● **To do**: Search the records below for the string "sweater" and copy each line where it turns up.

● **Source information**:
━━━━━━━━━━━━━━━━

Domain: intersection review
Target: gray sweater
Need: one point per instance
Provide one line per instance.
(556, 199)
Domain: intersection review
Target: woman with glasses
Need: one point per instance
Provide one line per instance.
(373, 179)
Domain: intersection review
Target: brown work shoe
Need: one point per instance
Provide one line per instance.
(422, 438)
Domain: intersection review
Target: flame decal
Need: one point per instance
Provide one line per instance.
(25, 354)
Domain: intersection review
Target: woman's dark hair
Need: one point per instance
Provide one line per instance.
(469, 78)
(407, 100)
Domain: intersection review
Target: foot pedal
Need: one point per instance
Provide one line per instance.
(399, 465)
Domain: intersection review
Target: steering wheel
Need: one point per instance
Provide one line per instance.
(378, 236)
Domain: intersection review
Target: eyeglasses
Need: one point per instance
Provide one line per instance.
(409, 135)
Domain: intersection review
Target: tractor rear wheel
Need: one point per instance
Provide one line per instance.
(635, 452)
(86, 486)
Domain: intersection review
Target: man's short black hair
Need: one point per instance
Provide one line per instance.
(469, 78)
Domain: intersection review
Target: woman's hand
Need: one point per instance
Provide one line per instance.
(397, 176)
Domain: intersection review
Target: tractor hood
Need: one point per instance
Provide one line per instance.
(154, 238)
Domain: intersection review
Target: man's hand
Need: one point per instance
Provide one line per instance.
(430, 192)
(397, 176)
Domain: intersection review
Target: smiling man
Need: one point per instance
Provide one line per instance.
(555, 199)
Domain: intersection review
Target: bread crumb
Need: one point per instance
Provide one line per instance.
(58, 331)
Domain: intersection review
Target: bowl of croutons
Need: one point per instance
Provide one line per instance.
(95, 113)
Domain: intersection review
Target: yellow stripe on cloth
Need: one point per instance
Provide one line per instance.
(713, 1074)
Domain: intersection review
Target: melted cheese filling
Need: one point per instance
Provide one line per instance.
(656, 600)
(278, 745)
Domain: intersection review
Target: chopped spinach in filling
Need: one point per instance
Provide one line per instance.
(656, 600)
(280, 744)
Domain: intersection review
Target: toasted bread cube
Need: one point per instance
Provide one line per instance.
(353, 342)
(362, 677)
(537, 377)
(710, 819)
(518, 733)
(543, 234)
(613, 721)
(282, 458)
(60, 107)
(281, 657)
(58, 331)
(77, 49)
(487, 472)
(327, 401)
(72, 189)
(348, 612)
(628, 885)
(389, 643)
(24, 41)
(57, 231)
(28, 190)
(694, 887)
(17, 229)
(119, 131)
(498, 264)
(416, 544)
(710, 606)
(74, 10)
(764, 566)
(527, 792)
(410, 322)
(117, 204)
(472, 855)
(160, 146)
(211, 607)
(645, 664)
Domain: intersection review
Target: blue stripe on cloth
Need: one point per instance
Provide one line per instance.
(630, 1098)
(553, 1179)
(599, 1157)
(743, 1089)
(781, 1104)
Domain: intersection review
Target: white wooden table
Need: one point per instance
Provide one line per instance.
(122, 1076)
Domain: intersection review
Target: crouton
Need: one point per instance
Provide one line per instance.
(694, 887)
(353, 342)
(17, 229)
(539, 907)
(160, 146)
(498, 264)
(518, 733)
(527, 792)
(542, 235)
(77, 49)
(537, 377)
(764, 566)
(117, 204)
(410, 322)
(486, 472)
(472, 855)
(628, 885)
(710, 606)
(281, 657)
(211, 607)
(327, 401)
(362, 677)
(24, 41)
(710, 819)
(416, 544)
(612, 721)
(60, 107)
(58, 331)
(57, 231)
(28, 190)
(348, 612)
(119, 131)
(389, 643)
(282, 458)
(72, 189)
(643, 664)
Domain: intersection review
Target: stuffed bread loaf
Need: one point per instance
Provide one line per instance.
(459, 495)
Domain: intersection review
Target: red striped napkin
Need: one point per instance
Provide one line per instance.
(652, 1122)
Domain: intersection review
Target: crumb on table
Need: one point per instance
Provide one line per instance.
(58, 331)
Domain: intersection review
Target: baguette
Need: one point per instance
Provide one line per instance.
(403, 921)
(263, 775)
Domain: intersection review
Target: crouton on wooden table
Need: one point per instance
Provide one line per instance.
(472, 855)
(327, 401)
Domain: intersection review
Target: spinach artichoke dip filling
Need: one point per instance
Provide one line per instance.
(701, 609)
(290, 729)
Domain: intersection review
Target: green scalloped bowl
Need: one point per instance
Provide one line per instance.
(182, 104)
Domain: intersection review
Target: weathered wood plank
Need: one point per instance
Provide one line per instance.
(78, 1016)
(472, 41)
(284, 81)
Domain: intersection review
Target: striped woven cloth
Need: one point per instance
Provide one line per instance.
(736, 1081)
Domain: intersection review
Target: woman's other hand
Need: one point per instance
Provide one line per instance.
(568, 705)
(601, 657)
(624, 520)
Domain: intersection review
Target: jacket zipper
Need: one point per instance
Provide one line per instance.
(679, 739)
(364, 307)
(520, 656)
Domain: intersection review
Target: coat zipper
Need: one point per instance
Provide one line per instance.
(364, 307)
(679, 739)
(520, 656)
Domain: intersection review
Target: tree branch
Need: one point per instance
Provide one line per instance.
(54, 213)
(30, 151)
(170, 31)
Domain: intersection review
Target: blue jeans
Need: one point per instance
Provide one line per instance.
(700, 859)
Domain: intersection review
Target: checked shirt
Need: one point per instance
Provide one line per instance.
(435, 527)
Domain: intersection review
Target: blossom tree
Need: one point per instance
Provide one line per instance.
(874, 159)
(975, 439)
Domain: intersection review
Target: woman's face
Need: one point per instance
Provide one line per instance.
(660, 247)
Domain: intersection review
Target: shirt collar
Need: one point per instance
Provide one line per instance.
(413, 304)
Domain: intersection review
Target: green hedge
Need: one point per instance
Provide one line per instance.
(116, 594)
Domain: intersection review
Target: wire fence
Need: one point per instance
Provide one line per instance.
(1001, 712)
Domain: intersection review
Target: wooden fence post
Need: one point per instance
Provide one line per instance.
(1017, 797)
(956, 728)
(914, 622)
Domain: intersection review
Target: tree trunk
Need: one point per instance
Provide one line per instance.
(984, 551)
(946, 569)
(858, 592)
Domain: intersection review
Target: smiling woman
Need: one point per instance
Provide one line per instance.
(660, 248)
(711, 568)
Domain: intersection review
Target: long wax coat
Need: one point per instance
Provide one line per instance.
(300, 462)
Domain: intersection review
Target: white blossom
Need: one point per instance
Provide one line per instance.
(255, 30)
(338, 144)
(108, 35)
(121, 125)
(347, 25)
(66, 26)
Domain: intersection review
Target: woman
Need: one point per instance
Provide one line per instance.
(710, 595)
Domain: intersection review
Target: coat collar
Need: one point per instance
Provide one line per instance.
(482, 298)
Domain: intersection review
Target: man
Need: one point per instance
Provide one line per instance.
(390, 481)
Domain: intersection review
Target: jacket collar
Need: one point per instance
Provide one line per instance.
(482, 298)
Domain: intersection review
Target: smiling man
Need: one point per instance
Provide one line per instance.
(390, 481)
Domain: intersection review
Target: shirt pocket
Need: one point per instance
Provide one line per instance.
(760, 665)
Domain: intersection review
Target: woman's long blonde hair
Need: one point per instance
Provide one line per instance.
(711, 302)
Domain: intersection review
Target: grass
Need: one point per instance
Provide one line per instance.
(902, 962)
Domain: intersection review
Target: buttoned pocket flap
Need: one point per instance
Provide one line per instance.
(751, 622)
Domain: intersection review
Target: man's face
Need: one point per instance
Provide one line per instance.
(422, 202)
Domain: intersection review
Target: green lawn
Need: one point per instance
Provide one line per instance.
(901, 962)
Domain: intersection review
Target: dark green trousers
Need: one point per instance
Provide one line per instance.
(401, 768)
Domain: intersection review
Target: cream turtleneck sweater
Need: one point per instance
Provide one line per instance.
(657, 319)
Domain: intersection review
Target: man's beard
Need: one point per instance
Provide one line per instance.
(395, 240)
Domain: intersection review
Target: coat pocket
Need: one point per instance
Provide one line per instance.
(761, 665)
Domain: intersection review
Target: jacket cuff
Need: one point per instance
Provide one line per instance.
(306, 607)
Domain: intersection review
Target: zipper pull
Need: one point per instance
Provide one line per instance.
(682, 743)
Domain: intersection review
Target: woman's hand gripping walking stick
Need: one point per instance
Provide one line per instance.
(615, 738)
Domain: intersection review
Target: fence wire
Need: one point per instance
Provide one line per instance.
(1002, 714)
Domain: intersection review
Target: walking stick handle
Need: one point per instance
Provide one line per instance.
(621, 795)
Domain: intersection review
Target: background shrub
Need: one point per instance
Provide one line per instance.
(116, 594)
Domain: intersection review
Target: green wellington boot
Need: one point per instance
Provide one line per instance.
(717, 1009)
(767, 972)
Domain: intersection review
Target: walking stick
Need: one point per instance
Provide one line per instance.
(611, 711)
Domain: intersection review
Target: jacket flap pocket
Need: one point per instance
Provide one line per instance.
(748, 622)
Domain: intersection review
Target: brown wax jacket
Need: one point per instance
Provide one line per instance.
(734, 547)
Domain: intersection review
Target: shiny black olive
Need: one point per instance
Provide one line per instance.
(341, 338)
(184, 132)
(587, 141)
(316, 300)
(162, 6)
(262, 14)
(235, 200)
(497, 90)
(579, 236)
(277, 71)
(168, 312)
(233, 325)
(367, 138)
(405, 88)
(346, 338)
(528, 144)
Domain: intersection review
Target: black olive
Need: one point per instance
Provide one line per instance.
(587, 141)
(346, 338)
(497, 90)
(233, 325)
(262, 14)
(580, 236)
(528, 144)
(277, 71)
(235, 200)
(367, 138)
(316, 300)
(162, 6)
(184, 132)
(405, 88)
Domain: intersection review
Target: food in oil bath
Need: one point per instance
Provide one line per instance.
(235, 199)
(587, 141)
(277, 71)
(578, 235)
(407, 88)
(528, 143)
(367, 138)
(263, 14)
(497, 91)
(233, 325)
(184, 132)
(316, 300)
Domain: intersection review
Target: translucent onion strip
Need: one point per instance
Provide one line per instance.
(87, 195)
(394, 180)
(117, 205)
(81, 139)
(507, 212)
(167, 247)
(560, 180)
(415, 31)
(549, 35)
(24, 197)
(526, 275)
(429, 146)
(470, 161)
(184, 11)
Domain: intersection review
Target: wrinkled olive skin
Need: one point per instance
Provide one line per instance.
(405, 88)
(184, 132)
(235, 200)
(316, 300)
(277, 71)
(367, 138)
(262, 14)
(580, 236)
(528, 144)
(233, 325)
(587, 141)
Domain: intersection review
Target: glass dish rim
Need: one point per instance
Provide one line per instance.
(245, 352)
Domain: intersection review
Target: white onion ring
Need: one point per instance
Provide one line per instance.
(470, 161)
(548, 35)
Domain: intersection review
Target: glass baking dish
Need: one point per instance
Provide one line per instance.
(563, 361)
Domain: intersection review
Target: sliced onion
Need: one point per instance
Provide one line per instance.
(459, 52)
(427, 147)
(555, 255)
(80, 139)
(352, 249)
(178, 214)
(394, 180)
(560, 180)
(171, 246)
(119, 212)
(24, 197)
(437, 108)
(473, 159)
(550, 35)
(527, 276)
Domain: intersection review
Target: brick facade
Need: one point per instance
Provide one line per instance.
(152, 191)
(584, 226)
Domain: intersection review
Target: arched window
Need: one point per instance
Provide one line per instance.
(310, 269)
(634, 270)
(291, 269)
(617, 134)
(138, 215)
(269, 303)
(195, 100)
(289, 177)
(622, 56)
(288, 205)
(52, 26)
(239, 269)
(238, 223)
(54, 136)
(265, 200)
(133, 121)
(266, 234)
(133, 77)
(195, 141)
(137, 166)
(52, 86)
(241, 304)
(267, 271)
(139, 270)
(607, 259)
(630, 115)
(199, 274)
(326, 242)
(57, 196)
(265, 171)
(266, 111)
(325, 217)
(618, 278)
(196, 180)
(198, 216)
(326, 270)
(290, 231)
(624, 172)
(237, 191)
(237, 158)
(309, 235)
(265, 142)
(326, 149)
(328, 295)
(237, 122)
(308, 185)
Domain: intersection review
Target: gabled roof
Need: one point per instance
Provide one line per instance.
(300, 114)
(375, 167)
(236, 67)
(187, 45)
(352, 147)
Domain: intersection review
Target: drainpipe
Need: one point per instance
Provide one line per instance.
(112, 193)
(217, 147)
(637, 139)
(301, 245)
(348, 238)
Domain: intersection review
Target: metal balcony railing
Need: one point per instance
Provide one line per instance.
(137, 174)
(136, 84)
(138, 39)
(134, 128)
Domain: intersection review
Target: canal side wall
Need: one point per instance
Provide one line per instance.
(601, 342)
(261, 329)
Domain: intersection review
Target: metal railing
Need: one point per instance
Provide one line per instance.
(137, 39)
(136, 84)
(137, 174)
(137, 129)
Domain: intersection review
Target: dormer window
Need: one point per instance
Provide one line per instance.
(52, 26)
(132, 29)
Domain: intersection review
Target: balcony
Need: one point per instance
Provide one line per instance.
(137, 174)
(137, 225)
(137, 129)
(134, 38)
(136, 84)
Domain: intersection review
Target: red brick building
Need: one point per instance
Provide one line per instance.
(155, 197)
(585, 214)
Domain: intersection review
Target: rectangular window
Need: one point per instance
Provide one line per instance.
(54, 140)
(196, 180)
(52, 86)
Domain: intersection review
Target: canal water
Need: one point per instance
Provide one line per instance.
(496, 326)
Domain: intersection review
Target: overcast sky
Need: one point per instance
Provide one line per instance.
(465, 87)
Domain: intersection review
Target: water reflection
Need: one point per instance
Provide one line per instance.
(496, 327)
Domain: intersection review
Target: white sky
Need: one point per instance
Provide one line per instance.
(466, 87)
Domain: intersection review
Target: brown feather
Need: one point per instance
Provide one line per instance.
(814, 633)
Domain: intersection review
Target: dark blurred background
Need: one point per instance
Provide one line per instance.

━━━━━━━━━━━━━━━━

● **Response to the exercise**:
Target: gray sweater
Target: cream turtleneck sweater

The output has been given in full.